Using the listing below, set down each line from the line containing "pixel 166 31" through the line containing "Category: dusk sky", both ends included, exactly and with nothing added.

═══ The records ═══

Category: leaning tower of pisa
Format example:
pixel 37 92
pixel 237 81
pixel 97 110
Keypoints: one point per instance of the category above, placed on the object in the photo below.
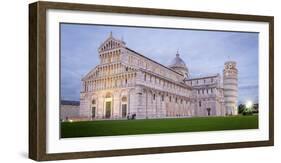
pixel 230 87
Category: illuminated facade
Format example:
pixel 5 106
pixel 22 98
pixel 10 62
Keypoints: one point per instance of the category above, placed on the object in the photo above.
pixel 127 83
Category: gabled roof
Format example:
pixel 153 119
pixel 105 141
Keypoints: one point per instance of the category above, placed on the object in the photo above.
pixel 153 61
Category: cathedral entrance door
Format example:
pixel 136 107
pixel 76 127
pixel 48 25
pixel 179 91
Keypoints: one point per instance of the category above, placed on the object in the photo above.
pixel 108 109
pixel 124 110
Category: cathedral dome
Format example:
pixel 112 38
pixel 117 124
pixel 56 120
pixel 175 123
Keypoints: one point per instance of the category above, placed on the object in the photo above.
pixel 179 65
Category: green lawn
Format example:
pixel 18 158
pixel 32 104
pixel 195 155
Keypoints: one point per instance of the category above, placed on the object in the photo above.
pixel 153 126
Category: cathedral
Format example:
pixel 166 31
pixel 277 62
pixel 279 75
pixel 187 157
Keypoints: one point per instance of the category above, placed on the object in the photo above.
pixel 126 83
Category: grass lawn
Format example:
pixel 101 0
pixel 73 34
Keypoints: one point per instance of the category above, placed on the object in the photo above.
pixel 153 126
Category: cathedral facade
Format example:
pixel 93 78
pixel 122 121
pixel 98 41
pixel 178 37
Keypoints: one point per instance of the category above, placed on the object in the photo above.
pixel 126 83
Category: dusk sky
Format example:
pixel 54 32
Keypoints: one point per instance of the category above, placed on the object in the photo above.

═══

# Reply to the exercise
pixel 166 31
pixel 277 62
pixel 279 75
pixel 187 157
Keypoints: one point per instance of the category above, placed on the object in the photo above.
pixel 126 83
Category: grass lawn
Format example:
pixel 101 0
pixel 73 34
Keypoints: one point per instance of the category above, placed on the object in the photo above.
pixel 153 126
Category: cathedral facade
Format example:
pixel 93 78
pixel 122 121
pixel 98 41
pixel 178 37
Keypoints: one point per instance of the category above, placed on the object in the photo above.
pixel 126 83
Category: dusk sky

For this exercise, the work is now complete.